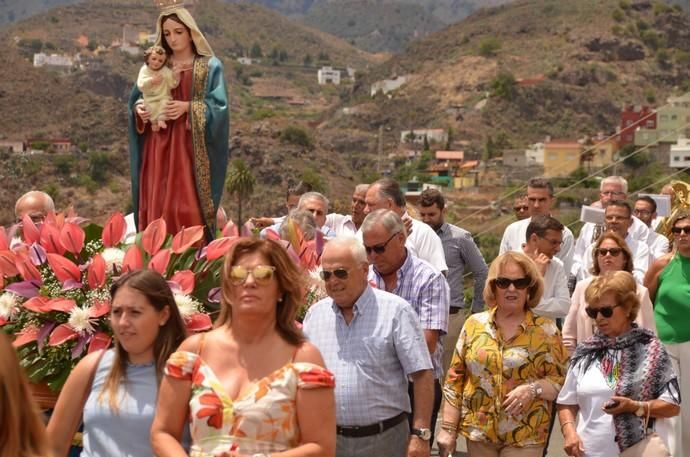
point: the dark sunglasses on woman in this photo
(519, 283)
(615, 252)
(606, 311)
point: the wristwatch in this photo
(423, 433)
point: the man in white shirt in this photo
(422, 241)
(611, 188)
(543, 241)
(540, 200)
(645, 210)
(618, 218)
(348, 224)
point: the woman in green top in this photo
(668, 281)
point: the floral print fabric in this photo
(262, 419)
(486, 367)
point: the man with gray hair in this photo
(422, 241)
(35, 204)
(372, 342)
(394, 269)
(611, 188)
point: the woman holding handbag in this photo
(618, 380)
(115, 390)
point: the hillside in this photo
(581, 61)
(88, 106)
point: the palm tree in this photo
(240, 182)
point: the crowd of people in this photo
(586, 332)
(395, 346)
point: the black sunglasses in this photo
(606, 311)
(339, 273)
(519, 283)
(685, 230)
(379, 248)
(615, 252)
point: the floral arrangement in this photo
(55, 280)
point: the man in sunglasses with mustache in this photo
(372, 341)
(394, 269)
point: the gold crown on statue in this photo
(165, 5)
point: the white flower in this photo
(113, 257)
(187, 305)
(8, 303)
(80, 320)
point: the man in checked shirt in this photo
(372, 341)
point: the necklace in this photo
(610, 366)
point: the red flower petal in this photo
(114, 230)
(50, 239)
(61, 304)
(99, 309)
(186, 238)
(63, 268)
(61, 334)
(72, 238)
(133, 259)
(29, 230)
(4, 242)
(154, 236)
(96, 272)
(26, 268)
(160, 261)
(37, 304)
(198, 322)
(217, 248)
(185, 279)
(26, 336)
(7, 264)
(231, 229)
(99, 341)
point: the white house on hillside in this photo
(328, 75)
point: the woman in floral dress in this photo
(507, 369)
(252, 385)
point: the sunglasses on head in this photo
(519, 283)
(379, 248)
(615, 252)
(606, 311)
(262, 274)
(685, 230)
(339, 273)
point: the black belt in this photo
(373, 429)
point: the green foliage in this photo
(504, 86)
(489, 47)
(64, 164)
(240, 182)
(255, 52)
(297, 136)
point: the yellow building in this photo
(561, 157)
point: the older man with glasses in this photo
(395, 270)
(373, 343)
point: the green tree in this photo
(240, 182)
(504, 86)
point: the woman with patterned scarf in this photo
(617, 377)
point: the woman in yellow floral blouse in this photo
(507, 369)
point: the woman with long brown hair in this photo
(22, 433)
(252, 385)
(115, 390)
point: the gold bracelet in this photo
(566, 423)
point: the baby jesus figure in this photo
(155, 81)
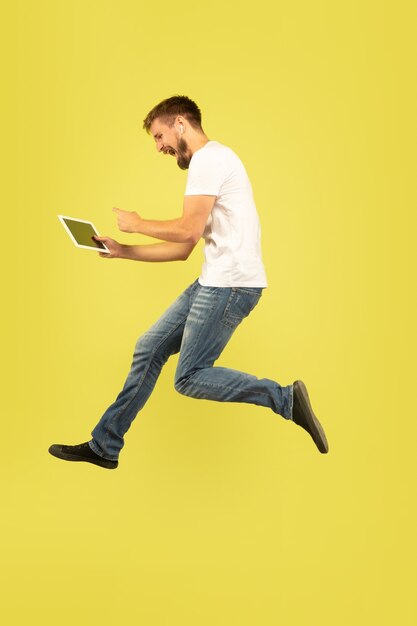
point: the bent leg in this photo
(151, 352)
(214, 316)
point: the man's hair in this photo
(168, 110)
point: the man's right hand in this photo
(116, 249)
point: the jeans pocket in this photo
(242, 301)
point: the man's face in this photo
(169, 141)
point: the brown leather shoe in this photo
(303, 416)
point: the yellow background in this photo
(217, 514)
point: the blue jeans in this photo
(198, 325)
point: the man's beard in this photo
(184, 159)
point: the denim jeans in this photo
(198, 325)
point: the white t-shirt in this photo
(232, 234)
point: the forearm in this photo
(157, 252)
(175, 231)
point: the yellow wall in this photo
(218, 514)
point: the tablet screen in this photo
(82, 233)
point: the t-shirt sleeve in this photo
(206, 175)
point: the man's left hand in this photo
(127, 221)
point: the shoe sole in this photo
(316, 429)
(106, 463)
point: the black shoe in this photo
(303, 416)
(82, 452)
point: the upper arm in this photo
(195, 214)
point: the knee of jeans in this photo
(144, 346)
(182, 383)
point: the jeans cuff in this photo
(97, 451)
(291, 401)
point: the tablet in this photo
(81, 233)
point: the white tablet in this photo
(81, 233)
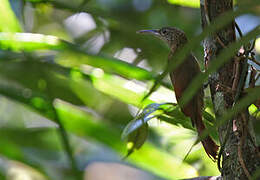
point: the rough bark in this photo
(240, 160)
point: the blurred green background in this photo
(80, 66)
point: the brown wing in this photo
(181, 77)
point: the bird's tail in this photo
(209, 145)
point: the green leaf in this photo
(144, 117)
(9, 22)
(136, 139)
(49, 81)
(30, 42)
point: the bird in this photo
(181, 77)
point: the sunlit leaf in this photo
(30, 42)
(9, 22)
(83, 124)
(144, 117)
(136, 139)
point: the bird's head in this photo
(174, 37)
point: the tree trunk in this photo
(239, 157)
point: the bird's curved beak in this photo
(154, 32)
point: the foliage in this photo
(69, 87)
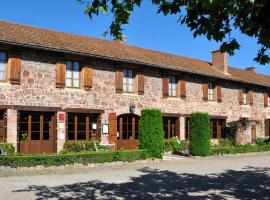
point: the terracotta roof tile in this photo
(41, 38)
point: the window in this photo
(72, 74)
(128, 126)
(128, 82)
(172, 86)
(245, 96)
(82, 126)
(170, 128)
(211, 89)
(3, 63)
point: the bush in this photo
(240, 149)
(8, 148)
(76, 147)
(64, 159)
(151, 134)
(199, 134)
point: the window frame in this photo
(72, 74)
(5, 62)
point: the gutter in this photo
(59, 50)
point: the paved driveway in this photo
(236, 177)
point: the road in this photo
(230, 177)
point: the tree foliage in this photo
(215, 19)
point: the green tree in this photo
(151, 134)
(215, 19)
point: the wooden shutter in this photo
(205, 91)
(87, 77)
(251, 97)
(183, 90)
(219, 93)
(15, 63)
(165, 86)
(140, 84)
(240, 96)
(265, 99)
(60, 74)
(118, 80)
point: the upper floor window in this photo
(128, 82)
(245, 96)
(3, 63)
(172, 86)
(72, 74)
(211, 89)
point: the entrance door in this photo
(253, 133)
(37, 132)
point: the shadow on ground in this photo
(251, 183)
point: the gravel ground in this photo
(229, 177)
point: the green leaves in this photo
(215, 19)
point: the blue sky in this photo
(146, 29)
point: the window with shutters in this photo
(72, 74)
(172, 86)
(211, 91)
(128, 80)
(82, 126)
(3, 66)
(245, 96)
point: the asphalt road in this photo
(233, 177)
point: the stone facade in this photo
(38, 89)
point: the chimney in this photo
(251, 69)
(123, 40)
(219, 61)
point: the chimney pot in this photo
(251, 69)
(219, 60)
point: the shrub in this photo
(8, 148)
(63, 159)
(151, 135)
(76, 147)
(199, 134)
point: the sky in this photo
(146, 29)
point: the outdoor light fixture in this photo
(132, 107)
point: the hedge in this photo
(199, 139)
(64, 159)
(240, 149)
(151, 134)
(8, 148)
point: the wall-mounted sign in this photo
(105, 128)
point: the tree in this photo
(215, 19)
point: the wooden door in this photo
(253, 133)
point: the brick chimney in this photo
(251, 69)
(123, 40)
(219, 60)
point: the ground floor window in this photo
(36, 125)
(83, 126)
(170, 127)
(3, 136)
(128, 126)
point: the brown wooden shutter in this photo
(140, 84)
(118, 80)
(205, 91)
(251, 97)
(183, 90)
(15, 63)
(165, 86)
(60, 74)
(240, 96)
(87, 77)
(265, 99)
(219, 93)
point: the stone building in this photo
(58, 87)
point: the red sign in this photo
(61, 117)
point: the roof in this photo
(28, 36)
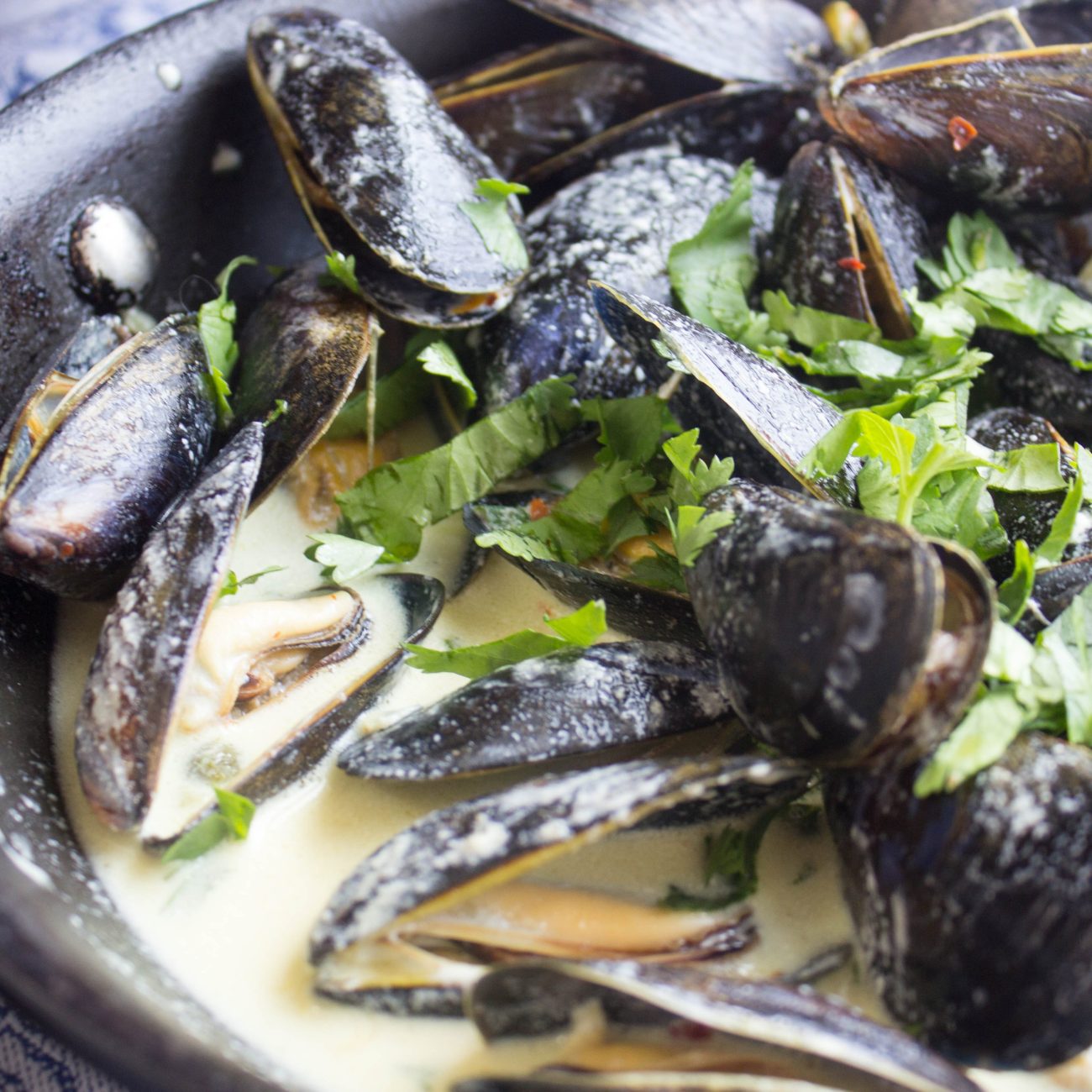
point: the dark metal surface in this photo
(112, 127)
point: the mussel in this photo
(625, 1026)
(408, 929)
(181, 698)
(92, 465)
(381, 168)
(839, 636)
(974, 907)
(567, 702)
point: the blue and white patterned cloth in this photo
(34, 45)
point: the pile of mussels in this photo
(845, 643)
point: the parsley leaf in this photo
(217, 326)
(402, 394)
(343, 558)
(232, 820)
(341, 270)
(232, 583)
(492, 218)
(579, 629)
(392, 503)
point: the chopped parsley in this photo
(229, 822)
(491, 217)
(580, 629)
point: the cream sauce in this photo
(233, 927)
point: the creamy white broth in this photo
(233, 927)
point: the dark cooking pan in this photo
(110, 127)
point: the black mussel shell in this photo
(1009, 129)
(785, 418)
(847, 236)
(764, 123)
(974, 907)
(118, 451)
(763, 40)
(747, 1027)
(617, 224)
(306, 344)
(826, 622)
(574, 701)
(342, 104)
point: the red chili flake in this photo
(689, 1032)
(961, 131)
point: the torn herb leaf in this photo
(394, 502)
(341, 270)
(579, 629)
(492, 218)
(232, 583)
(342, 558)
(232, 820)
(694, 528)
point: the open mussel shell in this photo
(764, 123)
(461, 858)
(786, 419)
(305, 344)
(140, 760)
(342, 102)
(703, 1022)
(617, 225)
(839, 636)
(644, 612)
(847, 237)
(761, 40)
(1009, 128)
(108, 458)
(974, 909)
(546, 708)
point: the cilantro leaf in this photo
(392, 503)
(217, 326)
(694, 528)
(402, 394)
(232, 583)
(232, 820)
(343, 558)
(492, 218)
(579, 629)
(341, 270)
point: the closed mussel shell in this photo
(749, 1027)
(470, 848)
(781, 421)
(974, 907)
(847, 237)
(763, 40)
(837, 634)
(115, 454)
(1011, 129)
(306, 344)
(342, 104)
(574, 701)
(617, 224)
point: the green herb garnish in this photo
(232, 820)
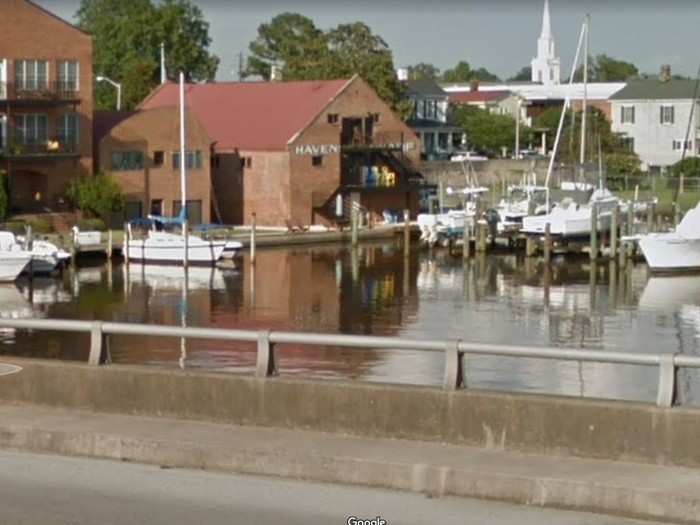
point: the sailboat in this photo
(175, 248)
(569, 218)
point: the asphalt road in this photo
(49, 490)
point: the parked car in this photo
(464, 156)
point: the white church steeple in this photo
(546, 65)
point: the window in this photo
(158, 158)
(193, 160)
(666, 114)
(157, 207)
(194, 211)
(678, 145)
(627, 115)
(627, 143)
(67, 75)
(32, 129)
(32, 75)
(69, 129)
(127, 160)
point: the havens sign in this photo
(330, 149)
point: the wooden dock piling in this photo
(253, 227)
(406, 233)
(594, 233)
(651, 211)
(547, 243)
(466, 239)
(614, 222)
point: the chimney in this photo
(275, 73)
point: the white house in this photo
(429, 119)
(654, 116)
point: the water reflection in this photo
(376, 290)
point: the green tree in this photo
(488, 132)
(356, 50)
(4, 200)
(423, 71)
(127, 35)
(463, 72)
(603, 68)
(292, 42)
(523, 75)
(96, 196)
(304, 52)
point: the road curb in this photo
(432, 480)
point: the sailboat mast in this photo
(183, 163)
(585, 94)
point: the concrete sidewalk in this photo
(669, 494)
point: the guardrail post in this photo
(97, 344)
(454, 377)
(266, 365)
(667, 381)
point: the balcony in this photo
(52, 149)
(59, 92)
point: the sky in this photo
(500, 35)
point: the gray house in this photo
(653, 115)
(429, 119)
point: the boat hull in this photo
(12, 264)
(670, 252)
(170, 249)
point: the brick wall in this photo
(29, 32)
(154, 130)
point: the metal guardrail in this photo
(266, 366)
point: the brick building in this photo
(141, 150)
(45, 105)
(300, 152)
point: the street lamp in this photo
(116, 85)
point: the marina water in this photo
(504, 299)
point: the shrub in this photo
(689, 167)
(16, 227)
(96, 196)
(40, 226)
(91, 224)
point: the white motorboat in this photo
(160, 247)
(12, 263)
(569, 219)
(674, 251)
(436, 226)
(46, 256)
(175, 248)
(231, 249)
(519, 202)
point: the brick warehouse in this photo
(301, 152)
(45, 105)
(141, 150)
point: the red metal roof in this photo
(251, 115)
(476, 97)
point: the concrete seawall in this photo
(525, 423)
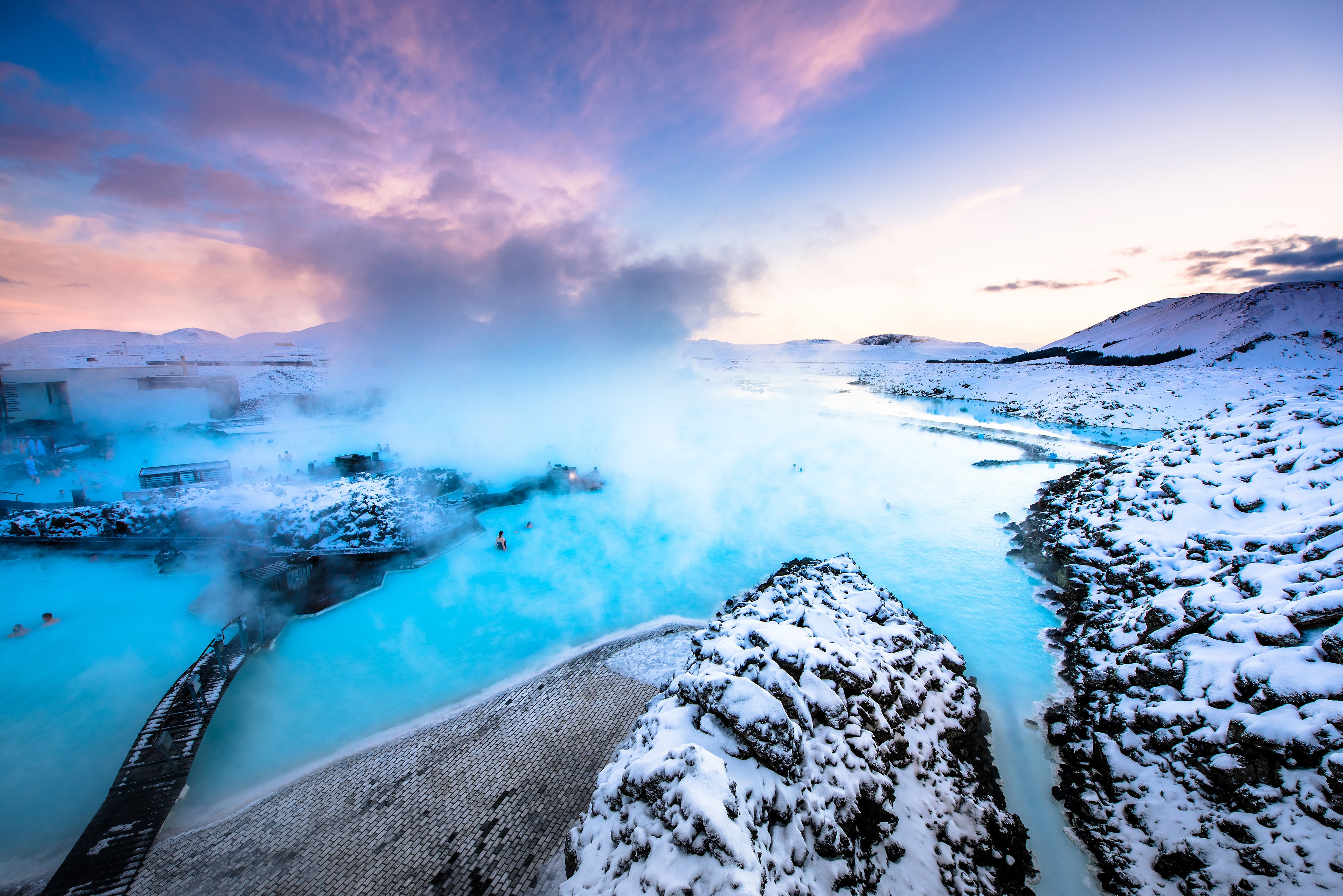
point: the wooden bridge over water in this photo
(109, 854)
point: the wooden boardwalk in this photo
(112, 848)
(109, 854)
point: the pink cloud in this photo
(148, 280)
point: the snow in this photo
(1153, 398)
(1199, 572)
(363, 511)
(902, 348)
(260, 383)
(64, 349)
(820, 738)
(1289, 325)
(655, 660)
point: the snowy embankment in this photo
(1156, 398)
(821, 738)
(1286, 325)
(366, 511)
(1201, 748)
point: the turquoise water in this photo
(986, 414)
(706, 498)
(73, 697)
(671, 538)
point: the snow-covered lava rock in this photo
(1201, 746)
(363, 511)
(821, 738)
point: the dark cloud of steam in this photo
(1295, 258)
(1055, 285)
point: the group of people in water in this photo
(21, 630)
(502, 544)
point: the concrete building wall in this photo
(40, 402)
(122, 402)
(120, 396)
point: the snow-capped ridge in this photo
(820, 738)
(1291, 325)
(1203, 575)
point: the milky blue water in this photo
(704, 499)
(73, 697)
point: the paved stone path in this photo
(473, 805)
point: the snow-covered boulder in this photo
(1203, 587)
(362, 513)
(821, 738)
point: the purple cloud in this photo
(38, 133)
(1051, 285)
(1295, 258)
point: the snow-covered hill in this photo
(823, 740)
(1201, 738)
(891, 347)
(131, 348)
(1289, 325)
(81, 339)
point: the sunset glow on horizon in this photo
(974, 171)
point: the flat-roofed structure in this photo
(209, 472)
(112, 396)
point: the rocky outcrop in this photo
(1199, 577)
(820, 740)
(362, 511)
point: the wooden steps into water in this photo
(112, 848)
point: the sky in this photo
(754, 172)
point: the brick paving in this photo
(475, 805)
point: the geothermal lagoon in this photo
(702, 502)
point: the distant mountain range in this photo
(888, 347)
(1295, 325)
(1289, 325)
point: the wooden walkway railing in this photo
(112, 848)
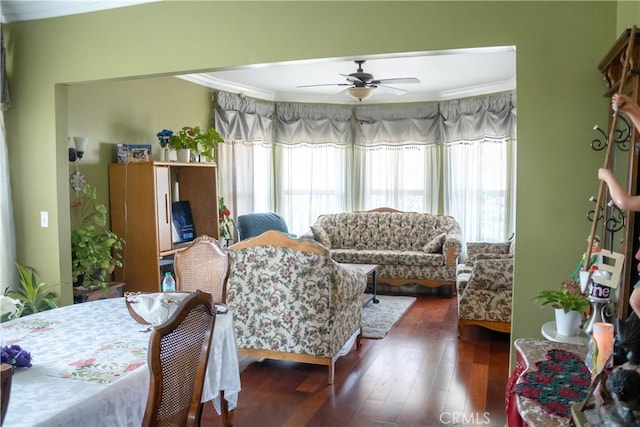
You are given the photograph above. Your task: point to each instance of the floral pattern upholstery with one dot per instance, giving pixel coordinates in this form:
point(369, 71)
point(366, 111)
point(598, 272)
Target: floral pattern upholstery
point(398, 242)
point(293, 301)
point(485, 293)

————

WHAT YOU NEED TO DO
Output precisely the lines in the material above from the line containing "point: the group" through its last line, and omit pictures.

TASK RESPONSE
point: the group of people in water in this photo
(21, 630)
(502, 544)
point: the concrete building wall in this photo
(40, 402)
(122, 402)
(120, 396)
point: the snow-capped ridge in this photo
(820, 738)
(1291, 325)
(1203, 575)
point: the milky blue water in this photo
(704, 499)
(73, 697)
point: the paved stone path in this photo
(473, 805)
point: the snow-covered boulder in this photo
(1203, 587)
(362, 513)
(821, 738)
point: the purple cloud in this photo
(38, 133)
(1051, 285)
(1295, 258)
point: the snow-covered hill in this photo
(823, 740)
(1201, 738)
(891, 347)
(131, 348)
(1289, 325)
(81, 339)
point: the sunset glow on horizon in this photo
(974, 171)
point: the flat-roofed structure in this photo
(209, 472)
(112, 396)
point: the rocky outcrop in this photo
(1199, 577)
(820, 740)
(362, 511)
point: the wooden steps into water in this photo
(112, 848)
point: the sky in this photo
(754, 172)
point: the brick paving in this photo
(475, 805)
point: the geothermal lagoon in this photo
(702, 502)
point: the distant mountain range in this photo
(888, 347)
(1295, 325)
(1289, 325)
point: the wooden walkway railing in this photo
(112, 848)
You are given the photograph above. Your task: point to each instance of the floral pattern upholstery with one dot per instance, giving pixel coordinates in this form:
point(369, 71)
point(366, 111)
point(598, 272)
Target: floral pattern upholstery
point(398, 242)
point(293, 301)
point(485, 293)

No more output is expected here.